**GIVEN PROBLEM:**
Collect every line in the entries below that contains the string "query", and reproduce each of those lines in full.

## BEGIN TASK MATERIAL

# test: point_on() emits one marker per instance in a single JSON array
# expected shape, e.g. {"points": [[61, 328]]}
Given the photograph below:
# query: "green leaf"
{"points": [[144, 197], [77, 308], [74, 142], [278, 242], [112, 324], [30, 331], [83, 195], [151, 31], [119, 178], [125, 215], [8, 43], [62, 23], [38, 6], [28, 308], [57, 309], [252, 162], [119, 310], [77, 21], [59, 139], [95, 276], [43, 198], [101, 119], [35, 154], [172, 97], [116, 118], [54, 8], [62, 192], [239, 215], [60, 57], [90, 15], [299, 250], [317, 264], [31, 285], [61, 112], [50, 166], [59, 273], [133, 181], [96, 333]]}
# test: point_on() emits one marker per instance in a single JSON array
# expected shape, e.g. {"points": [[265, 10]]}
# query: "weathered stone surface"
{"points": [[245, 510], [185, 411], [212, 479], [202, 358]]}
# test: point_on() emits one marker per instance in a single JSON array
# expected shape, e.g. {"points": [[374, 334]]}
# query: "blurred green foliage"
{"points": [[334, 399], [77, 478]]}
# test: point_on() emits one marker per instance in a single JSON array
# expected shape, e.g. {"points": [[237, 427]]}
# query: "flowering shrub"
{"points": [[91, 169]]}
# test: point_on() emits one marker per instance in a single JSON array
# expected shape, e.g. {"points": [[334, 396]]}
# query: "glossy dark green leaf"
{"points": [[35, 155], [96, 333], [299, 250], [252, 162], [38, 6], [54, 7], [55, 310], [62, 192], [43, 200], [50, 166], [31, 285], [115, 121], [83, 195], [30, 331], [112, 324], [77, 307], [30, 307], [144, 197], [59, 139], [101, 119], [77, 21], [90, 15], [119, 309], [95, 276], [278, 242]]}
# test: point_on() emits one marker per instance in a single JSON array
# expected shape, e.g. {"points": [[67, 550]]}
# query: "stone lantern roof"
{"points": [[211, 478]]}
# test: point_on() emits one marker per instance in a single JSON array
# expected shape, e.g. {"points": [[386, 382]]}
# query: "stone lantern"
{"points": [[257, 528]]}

## END TASK MATERIAL

**TASK SOLUTION:**
# query: "green leaf"
# query: "weathered stone surface"
# query: "blurred green foliage"
# query: "flowering shrub"
# query: "glossy dark green leaf"
# query: "stone lantern roof"
# query: "stone lantern"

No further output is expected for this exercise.